■ **LISTED RECORDS**
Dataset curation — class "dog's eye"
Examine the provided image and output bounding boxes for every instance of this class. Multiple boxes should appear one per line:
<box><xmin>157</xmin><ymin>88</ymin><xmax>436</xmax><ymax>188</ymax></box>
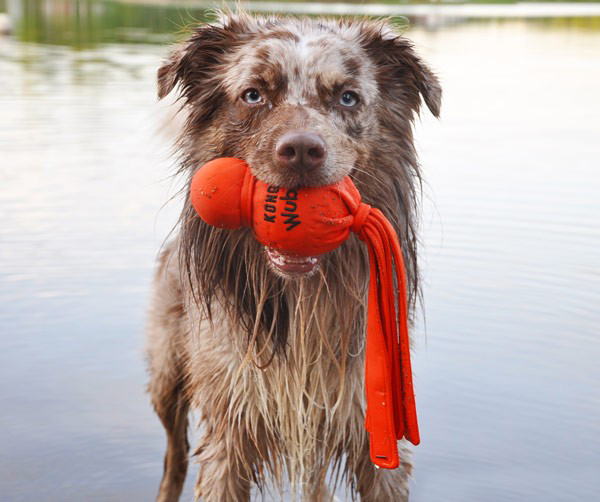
<box><xmin>340</xmin><ymin>91</ymin><xmax>358</xmax><ymax>108</ymax></box>
<box><xmin>242</xmin><ymin>89</ymin><xmax>262</xmax><ymax>105</ymax></box>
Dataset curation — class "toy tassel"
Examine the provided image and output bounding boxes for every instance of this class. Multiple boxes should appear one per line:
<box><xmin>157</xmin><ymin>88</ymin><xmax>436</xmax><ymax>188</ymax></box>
<box><xmin>348</xmin><ymin>196</ymin><xmax>420</xmax><ymax>469</ymax></box>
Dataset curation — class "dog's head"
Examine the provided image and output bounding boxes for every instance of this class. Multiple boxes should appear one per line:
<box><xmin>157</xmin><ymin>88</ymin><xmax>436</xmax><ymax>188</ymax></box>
<box><xmin>158</xmin><ymin>14</ymin><xmax>441</xmax><ymax>346</ymax></box>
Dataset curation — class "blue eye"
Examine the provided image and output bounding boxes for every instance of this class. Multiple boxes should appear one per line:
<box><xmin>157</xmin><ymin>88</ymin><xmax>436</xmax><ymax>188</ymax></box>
<box><xmin>243</xmin><ymin>89</ymin><xmax>262</xmax><ymax>105</ymax></box>
<box><xmin>340</xmin><ymin>91</ymin><xmax>358</xmax><ymax>108</ymax></box>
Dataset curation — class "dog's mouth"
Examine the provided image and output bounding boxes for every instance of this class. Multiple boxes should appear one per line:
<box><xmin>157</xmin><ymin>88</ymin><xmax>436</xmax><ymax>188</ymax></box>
<box><xmin>265</xmin><ymin>247</ymin><xmax>319</xmax><ymax>277</ymax></box>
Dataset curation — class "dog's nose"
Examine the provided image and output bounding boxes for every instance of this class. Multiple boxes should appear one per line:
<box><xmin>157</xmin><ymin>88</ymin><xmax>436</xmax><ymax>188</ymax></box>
<box><xmin>275</xmin><ymin>132</ymin><xmax>326</xmax><ymax>172</ymax></box>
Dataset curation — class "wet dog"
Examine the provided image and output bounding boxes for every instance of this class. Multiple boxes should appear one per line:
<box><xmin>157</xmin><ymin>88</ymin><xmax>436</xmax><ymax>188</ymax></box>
<box><xmin>148</xmin><ymin>14</ymin><xmax>441</xmax><ymax>501</ymax></box>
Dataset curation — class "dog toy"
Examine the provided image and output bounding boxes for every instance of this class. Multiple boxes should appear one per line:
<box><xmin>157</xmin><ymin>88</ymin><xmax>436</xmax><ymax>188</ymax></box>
<box><xmin>190</xmin><ymin>158</ymin><xmax>420</xmax><ymax>469</ymax></box>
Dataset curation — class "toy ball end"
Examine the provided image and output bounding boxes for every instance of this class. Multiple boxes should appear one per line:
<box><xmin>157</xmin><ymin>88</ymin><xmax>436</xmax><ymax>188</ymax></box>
<box><xmin>190</xmin><ymin>157</ymin><xmax>249</xmax><ymax>228</ymax></box>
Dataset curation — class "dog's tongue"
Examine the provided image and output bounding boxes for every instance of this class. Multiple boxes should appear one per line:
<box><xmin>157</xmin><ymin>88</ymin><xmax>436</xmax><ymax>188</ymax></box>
<box><xmin>266</xmin><ymin>248</ymin><xmax>319</xmax><ymax>275</ymax></box>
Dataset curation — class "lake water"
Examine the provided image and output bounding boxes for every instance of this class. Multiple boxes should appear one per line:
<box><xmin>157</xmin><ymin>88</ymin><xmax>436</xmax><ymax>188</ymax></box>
<box><xmin>0</xmin><ymin>2</ymin><xmax>600</xmax><ymax>502</ymax></box>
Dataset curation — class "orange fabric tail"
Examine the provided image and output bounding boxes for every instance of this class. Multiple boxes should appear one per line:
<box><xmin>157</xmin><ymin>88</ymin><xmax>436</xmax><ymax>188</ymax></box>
<box><xmin>352</xmin><ymin>204</ymin><xmax>420</xmax><ymax>469</ymax></box>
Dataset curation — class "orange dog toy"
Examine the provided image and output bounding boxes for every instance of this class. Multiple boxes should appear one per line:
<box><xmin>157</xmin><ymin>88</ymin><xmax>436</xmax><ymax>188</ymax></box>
<box><xmin>191</xmin><ymin>158</ymin><xmax>419</xmax><ymax>469</ymax></box>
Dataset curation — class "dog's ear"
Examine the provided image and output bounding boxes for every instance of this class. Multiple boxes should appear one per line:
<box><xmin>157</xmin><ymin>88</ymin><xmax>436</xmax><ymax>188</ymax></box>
<box><xmin>156</xmin><ymin>45</ymin><xmax>185</xmax><ymax>99</ymax></box>
<box><xmin>157</xmin><ymin>16</ymin><xmax>250</xmax><ymax>100</ymax></box>
<box><xmin>363</xmin><ymin>28</ymin><xmax>442</xmax><ymax>117</ymax></box>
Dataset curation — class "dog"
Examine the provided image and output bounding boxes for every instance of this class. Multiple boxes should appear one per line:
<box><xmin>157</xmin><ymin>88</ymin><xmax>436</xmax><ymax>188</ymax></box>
<box><xmin>147</xmin><ymin>12</ymin><xmax>441</xmax><ymax>502</ymax></box>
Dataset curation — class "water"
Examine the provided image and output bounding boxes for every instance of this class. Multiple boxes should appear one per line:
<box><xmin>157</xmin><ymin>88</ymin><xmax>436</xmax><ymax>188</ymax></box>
<box><xmin>0</xmin><ymin>2</ymin><xmax>600</xmax><ymax>502</ymax></box>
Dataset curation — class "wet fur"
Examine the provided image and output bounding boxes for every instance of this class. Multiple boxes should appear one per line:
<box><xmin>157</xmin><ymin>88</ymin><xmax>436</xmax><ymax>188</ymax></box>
<box><xmin>148</xmin><ymin>13</ymin><xmax>441</xmax><ymax>501</ymax></box>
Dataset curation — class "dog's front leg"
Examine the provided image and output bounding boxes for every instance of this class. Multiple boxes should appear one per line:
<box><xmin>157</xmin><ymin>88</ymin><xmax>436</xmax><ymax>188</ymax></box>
<box><xmin>195</xmin><ymin>424</ymin><xmax>254</xmax><ymax>502</ymax></box>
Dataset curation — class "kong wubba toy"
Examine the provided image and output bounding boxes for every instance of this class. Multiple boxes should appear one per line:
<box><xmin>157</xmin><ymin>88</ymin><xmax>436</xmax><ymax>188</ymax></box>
<box><xmin>190</xmin><ymin>158</ymin><xmax>419</xmax><ymax>469</ymax></box>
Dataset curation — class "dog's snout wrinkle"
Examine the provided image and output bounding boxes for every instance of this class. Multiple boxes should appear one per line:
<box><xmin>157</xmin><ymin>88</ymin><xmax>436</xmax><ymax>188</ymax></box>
<box><xmin>275</xmin><ymin>132</ymin><xmax>327</xmax><ymax>173</ymax></box>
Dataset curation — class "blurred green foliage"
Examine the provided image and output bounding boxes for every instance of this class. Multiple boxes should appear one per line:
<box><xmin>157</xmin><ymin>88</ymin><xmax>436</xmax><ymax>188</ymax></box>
<box><xmin>0</xmin><ymin>0</ymin><xmax>600</xmax><ymax>49</ymax></box>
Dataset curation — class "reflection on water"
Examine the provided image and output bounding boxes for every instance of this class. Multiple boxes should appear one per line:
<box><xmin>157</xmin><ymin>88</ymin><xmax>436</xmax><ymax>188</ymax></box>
<box><xmin>0</xmin><ymin>2</ymin><xmax>600</xmax><ymax>502</ymax></box>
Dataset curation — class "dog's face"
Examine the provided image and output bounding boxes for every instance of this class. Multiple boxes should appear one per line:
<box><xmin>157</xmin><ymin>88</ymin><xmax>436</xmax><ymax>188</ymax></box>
<box><xmin>158</xmin><ymin>16</ymin><xmax>440</xmax><ymax>276</ymax></box>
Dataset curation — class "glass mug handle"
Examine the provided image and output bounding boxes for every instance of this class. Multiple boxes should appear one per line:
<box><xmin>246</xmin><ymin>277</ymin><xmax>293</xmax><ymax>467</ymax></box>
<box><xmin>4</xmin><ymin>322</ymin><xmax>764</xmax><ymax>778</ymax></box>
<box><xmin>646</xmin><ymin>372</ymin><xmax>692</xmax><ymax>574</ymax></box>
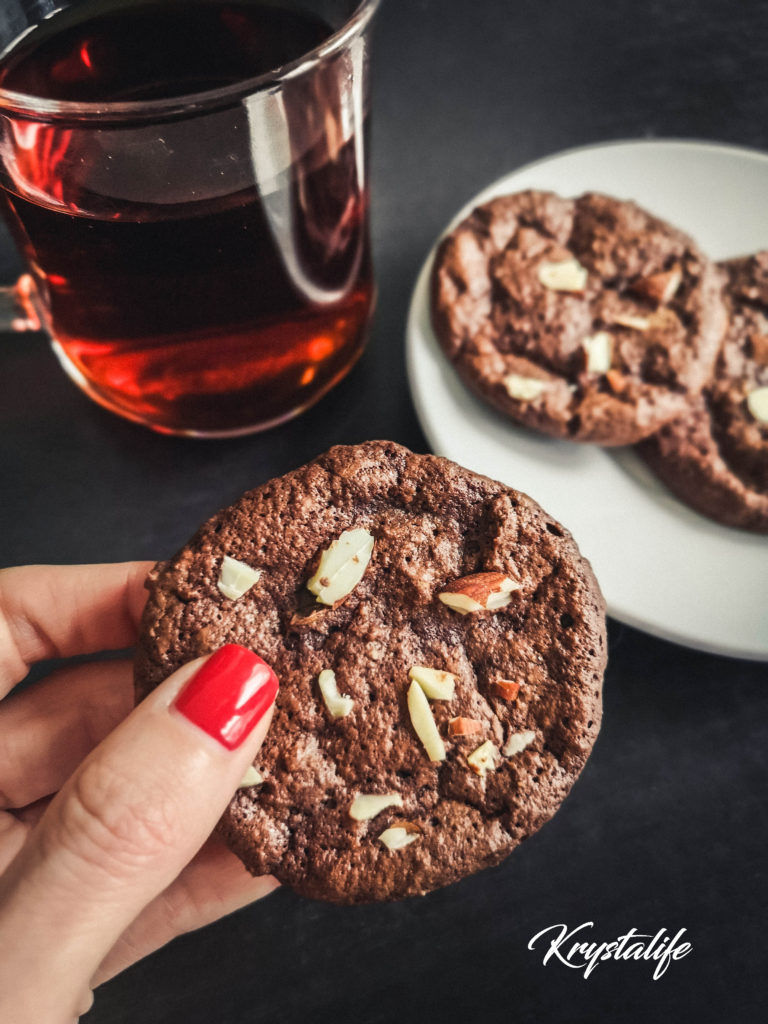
<box><xmin>0</xmin><ymin>273</ymin><xmax>43</xmax><ymax>332</ymax></box>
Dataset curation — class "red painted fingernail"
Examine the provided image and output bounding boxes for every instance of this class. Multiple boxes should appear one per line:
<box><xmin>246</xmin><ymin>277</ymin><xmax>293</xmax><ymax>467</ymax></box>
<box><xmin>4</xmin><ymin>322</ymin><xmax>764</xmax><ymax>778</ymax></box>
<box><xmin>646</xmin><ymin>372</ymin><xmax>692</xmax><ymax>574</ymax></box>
<box><xmin>174</xmin><ymin>643</ymin><xmax>279</xmax><ymax>751</ymax></box>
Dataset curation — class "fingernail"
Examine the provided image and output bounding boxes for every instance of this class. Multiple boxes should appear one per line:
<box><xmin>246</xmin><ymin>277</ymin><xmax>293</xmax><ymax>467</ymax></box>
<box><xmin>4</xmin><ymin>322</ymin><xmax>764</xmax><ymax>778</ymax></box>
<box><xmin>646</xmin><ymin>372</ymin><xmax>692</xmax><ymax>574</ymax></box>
<box><xmin>174</xmin><ymin>643</ymin><xmax>279</xmax><ymax>751</ymax></box>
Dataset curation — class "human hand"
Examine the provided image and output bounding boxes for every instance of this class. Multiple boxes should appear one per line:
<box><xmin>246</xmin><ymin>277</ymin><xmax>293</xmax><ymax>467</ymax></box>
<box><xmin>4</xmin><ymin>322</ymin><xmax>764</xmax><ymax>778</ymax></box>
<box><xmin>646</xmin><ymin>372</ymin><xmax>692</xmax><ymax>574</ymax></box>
<box><xmin>0</xmin><ymin>562</ymin><xmax>276</xmax><ymax>1024</ymax></box>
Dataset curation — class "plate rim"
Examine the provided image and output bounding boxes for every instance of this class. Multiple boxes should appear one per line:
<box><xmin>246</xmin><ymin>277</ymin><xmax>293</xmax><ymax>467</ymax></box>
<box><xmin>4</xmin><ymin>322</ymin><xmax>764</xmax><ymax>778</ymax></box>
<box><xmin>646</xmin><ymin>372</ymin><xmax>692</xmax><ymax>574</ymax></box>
<box><xmin>406</xmin><ymin>137</ymin><xmax>768</xmax><ymax>662</ymax></box>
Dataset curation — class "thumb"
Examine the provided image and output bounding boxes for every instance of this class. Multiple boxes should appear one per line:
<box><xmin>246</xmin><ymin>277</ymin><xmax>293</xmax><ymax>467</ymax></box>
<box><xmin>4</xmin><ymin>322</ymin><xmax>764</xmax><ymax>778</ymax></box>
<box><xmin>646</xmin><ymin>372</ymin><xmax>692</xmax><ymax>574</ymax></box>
<box><xmin>0</xmin><ymin>644</ymin><xmax>278</xmax><ymax>1024</ymax></box>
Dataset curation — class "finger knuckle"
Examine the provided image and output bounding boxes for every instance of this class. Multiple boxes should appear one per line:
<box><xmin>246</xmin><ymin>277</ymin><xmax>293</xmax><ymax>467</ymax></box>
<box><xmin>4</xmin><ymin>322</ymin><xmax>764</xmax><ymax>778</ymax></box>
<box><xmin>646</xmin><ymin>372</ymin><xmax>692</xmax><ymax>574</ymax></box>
<box><xmin>55</xmin><ymin>758</ymin><xmax>179</xmax><ymax>877</ymax></box>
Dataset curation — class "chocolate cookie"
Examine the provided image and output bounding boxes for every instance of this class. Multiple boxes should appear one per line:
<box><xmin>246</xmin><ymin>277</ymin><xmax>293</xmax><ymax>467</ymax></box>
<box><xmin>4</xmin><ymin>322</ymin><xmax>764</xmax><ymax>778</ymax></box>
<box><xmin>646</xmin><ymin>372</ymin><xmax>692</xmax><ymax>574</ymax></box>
<box><xmin>431</xmin><ymin>191</ymin><xmax>725</xmax><ymax>444</ymax></box>
<box><xmin>136</xmin><ymin>441</ymin><xmax>606</xmax><ymax>903</ymax></box>
<box><xmin>640</xmin><ymin>252</ymin><xmax>768</xmax><ymax>532</ymax></box>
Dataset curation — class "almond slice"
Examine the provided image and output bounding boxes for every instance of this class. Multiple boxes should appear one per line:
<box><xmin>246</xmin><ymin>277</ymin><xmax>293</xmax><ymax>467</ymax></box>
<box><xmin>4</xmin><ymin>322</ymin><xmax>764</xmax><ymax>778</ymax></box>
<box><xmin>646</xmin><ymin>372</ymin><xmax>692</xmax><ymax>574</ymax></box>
<box><xmin>613</xmin><ymin>313</ymin><xmax>650</xmax><ymax>331</ymax></box>
<box><xmin>467</xmin><ymin>739</ymin><xmax>499</xmax><ymax>777</ymax></box>
<box><xmin>502</xmin><ymin>374</ymin><xmax>547</xmax><ymax>401</ymax></box>
<box><xmin>307</xmin><ymin>529</ymin><xmax>374</xmax><ymax>604</ymax></box>
<box><xmin>317</xmin><ymin>669</ymin><xmax>354</xmax><ymax>718</ymax></box>
<box><xmin>449</xmin><ymin>717</ymin><xmax>482</xmax><ymax>736</ymax></box>
<box><xmin>238</xmin><ymin>765</ymin><xmax>264</xmax><ymax>790</ymax></box>
<box><xmin>502</xmin><ymin>730</ymin><xmax>536</xmax><ymax>758</ymax></box>
<box><xmin>408</xmin><ymin>681</ymin><xmax>445</xmax><ymax>761</ymax></box>
<box><xmin>746</xmin><ymin>387</ymin><xmax>768</xmax><ymax>423</ymax></box>
<box><xmin>492</xmin><ymin>679</ymin><xmax>520</xmax><ymax>700</ymax></box>
<box><xmin>349</xmin><ymin>793</ymin><xmax>402</xmax><ymax>821</ymax></box>
<box><xmin>216</xmin><ymin>555</ymin><xmax>261</xmax><ymax>601</ymax></box>
<box><xmin>605</xmin><ymin>370</ymin><xmax>630</xmax><ymax>394</ymax></box>
<box><xmin>437</xmin><ymin>572</ymin><xmax>522</xmax><ymax>615</ymax></box>
<box><xmin>408</xmin><ymin>665</ymin><xmax>456</xmax><ymax>700</ymax></box>
<box><xmin>379</xmin><ymin>825</ymin><xmax>419</xmax><ymax>850</ymax></box>
<box><xmin>537</xmin><ymin>257</ymin><xmax>588</xmax><ymax>293</ymax></box>
<box><xmin>629</xmin><ymin>266</ymin><xmax>683</xmax><ymax>306</ymax></box>
<box><xmin>582</xmin><ymin>331</ymin><xmax>613</xmax><ymax>374</ymax></box>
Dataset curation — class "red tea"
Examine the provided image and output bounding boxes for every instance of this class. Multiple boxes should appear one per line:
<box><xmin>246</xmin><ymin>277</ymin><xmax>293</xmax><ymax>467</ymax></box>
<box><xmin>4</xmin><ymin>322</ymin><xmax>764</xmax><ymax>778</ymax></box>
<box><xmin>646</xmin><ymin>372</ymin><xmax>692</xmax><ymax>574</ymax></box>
<box><xmin>0</xmin><ymin>0</ymin><xmax>373</xmax><ymax>434</ymax></box>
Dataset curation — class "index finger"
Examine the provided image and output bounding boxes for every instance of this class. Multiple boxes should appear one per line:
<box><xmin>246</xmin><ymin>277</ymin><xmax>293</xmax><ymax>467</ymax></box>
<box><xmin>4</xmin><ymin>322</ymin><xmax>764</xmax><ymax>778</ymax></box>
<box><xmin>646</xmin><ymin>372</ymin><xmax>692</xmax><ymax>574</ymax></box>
<box><xmin>0</xmin><ymin>562</ymin><xmax>154</xmax><ymax>697</ymax></box>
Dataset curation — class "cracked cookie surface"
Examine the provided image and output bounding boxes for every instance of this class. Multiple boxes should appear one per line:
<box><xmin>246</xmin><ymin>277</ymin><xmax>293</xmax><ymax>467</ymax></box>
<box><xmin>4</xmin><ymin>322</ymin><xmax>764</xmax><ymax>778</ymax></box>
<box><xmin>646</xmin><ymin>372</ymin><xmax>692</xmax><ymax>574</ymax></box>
<box><xmin>431</xmin><ymin>190</ymin><xmax>725</xmax><ymax>444</ymax></box>
<box><xmin>135</xmin><ymin>441</ymin><xmax>606</xmax><ymax>903</ymax></box>
<box><xmin>641</xmin><ymin>252</ymin><xmax>768</xmax><ymax>534</ymax></box>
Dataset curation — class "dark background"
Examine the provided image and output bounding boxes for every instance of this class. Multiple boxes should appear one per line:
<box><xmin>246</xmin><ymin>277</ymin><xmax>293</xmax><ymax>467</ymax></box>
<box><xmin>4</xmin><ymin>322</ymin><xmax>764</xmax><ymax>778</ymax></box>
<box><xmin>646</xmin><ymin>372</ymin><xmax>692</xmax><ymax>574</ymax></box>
<box><xmin>0</xmin><ymin>0</ymin><xmax>768</xmax><ymax>1024</ymax></box>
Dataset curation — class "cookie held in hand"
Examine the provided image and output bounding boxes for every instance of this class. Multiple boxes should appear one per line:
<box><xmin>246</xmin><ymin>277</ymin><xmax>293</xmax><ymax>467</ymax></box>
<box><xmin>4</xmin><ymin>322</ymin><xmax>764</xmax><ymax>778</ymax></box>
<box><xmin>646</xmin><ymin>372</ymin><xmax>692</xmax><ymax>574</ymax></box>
<box><xmin>431</xmin><ymin>190</ymin><xmax>725</xmax><ymax>445</ymax></box>
<box><xmin>135</xmin><ymin>441</ymin><xmax>606</xmax><ymax>903</ymax></box>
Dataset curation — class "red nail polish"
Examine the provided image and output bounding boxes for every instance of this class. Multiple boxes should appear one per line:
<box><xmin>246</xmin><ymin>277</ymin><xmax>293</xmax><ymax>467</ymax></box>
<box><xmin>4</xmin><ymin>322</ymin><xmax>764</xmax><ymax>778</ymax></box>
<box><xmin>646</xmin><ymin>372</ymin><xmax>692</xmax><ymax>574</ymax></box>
<box><xmin>174</xmin><ymin>643</ymin><xmax>279</xmax><ymax>751</ymax></box>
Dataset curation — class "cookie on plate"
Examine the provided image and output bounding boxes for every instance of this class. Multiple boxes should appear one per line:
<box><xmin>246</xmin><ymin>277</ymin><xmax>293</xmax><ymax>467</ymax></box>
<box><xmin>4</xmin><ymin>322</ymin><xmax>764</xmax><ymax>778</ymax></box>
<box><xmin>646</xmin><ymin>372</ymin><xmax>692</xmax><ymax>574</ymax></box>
<box><xmin>135</xmin><ymin>441</ymin><xmax>606</xmax><ymax>903</ymax></box>
<box><xmin>640</xmin><ymin>252</ymin><xmax>768</xmax><ymax>532</ymax></box>
<box><xmin>431</xmin><ymin>191</ymin><xmax>725</xmax><ymax>444</ymax></box>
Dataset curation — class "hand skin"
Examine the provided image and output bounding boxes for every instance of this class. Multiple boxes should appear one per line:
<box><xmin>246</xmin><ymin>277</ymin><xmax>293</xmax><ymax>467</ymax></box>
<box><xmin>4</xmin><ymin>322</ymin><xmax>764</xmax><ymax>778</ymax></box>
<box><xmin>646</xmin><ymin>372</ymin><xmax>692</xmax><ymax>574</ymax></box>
<box><xmin>0</xmin><ymin>562</ymin><xmax>276</xmax><ymax>1024</ymax></box>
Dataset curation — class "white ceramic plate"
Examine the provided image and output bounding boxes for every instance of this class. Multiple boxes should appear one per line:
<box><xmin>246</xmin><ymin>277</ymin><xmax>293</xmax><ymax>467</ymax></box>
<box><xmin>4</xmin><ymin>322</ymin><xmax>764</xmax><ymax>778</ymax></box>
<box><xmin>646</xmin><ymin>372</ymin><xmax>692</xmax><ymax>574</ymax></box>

■ **WHAT THE TASK ASKS**
Please list every line of the records that contains the word "water". Case counts.

■ **FINAL RESULT**
Dataset curation — class "lake water"
Dataset curation — class "water"
Dataset curation — class "reflection on water"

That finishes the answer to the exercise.